▶ _Assignment 1_
Copy from the ICD case report the passage starting with "This 65-year-old man" and going on through "sudden cardiac death.".
▶ _Assignment 2_
According to the ICD case report, what device was implanted in the patient?
▶ _Assignment 3_
Continue the ICD case report from where it stops.

[Opening Text excerpt section]

Dual chamber discrimination, atrial undersensing and inappropriate therapies

Tracing
N° 10
Manufacturer Boston Scientific Device ICD Field Discrimination
Patient

This 65-year-old man presenting with hypertrophic cardiomyopathy underwent implantation of a Teligen dual chamber defibrillator after an episode of aborted sudden cardiac death.

Summary

Episode with initially identical atrial and ventricular rates. Inhibition initially based on Rhythm ID, before diagnosis of VT and delivery of a single burst of ATP.

Graph and trace

Tracing

  1. sinus tachycardia with 1:1 atrioventricular ratio;
  2. atrial extrasystole and onset of a probable atrial tachycardia with 1:1 conduction. Ventricles detected in the VT zone;
  3. 8 out of 10 criterion fulfilled;
  4. at the end of Duration, diagnosis of SVT based on stable rhythm, AFib and high correlation between morphology during tachycardia and morphology of reference EGM; therapy withheld;
  5. 6 out of 10 criterion not fulfilled;
  6. detection of another sustained episode (8 out of 10 criterion, then Duration with 6 out of 10 criterion fulfilled). Identical diagnosis of SVT with stable ventricular rhythm and concordant vectors; therapy withheld;
  7. continuation of cycle-by-cycle analysis;
  8. on this cycle, the criterion of correlation was no longer fulfilled. The analysis reveals <3 out of 10 cycles with >94% correlation (a non-programmable threshold with this type of device), despite minimal variations in the EGM morphology on the high-voltage channel. A dual tachycardia was suspected (SVT + stable rhythm + non-correlated vectors à probable AFib + VT). The decision to treat was made;
  9. burst of ATP;
  10. persistence of atrial tachycardia, though the ventricular rate slowed slightly and fell below the VT zone.

[Closing Text excerpt section]
[Opening Data shown section]

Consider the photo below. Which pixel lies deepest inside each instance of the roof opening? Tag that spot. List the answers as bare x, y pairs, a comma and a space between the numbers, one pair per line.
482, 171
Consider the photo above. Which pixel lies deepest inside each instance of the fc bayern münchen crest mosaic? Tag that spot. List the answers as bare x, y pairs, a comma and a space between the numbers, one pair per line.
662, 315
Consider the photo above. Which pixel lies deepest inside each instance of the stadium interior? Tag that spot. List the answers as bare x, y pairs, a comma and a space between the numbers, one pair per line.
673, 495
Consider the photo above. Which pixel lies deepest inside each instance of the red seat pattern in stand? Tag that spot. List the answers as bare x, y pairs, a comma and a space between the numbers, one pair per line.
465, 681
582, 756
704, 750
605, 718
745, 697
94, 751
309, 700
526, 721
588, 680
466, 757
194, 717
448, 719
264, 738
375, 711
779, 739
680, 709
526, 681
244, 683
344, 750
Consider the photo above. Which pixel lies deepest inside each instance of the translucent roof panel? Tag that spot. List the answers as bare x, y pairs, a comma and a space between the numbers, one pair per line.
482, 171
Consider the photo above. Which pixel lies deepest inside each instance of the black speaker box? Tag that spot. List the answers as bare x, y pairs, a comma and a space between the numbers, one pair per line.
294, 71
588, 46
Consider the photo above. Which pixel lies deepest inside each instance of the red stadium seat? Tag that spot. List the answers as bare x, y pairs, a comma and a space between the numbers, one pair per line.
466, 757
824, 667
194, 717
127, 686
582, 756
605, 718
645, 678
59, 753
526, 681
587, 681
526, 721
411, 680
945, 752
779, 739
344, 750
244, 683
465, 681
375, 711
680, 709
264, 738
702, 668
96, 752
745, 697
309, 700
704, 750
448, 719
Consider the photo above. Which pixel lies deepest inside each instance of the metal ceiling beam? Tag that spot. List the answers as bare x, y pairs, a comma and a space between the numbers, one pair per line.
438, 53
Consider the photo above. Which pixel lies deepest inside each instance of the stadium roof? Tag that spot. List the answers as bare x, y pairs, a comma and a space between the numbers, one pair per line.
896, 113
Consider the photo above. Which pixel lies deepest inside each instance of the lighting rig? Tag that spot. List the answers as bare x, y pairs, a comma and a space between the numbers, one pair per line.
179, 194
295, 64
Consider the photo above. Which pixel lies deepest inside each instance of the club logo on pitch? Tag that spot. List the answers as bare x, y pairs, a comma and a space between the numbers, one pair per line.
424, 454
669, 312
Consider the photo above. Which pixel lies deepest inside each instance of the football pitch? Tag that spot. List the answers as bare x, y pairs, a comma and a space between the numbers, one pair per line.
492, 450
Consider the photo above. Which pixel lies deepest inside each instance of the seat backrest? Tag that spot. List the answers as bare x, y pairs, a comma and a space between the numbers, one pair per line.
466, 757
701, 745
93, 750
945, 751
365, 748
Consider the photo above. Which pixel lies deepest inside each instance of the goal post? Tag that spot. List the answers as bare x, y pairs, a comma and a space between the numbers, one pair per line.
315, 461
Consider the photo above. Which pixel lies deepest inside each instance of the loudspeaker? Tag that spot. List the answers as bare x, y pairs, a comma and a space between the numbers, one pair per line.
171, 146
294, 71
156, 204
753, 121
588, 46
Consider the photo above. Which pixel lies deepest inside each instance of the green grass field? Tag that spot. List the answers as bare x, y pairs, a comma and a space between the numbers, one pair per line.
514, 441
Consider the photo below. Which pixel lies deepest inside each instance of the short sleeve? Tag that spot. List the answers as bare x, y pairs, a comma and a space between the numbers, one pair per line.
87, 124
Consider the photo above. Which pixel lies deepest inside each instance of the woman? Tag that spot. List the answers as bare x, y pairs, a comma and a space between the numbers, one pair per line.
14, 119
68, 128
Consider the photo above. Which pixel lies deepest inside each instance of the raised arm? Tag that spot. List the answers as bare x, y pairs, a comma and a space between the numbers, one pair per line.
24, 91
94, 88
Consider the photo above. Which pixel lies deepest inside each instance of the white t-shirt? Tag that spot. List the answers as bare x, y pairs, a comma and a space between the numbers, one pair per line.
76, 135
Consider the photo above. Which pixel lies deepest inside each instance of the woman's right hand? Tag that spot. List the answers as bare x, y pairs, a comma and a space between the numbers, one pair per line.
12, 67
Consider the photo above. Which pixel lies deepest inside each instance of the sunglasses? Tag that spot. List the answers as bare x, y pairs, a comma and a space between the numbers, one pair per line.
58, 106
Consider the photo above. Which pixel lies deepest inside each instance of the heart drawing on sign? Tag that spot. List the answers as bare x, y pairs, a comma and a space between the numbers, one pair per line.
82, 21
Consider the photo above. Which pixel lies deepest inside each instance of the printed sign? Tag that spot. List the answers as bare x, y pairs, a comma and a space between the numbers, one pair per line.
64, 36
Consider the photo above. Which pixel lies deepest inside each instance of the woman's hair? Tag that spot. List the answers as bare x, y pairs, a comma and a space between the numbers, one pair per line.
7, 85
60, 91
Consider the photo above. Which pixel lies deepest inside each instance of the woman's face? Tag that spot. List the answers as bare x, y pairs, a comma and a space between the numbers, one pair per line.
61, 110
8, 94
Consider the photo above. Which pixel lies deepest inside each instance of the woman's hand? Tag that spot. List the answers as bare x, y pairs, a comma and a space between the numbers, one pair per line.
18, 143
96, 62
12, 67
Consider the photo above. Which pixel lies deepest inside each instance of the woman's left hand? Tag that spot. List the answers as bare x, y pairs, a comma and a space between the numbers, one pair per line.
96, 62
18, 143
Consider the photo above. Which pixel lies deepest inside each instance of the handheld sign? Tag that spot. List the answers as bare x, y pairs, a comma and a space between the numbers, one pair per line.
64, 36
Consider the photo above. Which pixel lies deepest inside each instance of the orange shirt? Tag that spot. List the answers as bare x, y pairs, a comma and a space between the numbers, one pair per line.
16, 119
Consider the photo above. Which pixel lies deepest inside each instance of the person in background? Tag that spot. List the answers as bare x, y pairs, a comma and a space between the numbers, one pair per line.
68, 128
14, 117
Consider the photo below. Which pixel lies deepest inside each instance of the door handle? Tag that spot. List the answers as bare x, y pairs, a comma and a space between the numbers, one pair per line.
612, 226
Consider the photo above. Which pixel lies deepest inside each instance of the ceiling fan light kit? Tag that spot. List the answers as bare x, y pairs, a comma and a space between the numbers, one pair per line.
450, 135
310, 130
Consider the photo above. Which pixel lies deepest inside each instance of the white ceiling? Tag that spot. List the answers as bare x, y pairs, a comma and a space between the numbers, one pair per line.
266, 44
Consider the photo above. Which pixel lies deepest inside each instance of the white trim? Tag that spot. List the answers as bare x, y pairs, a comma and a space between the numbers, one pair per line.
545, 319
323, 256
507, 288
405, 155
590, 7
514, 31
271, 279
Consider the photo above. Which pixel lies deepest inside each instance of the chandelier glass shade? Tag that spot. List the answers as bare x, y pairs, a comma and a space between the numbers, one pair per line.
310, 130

[Closing Data shown section]

▶ _Task answer 1_
This 65-year-old man presenting with hypertrophic cardiomyopathy underwent implantation of a Teligen dual chamber defibrillator after an episode of aborted sudden cardiac death.

▶ _Task answer 2_
A Teligen dual chamber defibrillator.

▶ _Task answer 3_
Comments

This episode of atrial tachycardia was initially accurately discriminated by the device. In a second stage, the vectors analysis favored VT (low correlation) and the device delivered a burst of ATP. This tracing raises the issue of the programmed threshold that determined the correlation. With the new devices, the threshold is now programmable. The nominal value is not usually modified as a first intention. On the other hand when, as in this patient’s case, this setting is misled, it would be advantageous to lower the programmed percentage (for example from 94 to 88%) to lower the device’s sensitivity and especially to increase its specificity.